====== Excerpt provided
Because risk for Covid-19 can vary among different groups of people, prioritization for a vaccine will be tricky, and President-elect Joe Biden will leave those decisions to health experts, Dr. Celine Gounder, a member of Biden’s coronavirus advisory board, said Friday.
There will likely be a limited supply of coronavirus vaccine doses available immediately after a vaccine is authorized by the US Food and Drug Administration.
“Other than health care workers, others who will be first in line to get it will be people who do have chronic underlying medical conditions who are older, as well as communities of color who have been disproportionately impacted by this pandemic,” Gounder told CNN.
“Now among those groups is where it starts to get a little bit more contentious,” she added. “How do you prioritize between the 85-year-old woman in a nursing home, versus the 65-year-old African American — especially when that 65-year-old may be as just as high-risk of significant disease?”
The Centers for Disease Control and Prevention’s Advisory Committee for Immunization Practices (ACIP) will recommend groups to receive the vaccine first.
“That’s where it gets a bit more political and frankly, this is where the President-elect is leaving it to the public health experts and scientists to figure out how best to allocate the limited supply first,” Gounder said.
The ACIP called an emergency meeting for December 1, where they will vote on the very first group to get a vaccine.
“Because we know that the vaccine will be available in very limited doses, even if they prioritize health care workers and older people in their population, it’s going to be really important to be a little more granular,” said Rick Bright, another member of Biden’s coronavirus advisory board.
“They’re going to discuss that granularity in health care workers. If I only have so many doses available, how do I prioritize those health care workers first and make those recommendations to the states?” he added.
Typically, the ACIP meets after a vaccine is authorized by the FDA to make recommendations, but they are working proactively in anticipation of a quick decision by the FDA.
============
◆ Exercises to complete
**1.** Answer from the excerpt on vaccine prioritization:
(a) On what date will the ACIP hold its emergency meeting?
(b) Which agency's advisory committee will recommend which groups get the vaccine first?
(c) Of which board is Rick Bright a member?
**2.** From the excerpt on vaccine prioritization, copy the part that opens with the words containing "Typically, the ACIP" and closes with "by the FDA.", putting "ahead of time" in place of "proactively".
====== Data
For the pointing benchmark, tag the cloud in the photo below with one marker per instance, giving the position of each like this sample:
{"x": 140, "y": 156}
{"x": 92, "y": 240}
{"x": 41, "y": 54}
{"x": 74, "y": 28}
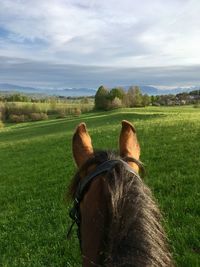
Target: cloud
{"x": 125, "y": 33}
{"x": 50, "y": 75}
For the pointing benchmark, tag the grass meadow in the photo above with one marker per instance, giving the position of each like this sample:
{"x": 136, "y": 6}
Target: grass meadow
{"x": 36, "y": 166}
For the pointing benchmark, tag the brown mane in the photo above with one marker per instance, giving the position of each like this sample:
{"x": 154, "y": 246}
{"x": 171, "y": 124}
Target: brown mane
{"x": 133, "y": 236}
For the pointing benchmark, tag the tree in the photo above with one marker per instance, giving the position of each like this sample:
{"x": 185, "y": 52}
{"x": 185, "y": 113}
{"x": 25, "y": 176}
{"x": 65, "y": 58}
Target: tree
============
◆ Task solutions
**1.**
(a) December 1
(b) The Centers for Disease Control and Prevention
(c) Biden's coronavirus advisory board

**2.**
Typically, the ACIP meets after a vaccine is authorized by the FDA to make recommendations, but they are working ahead of time in anticipation of a quick decision by the FDA.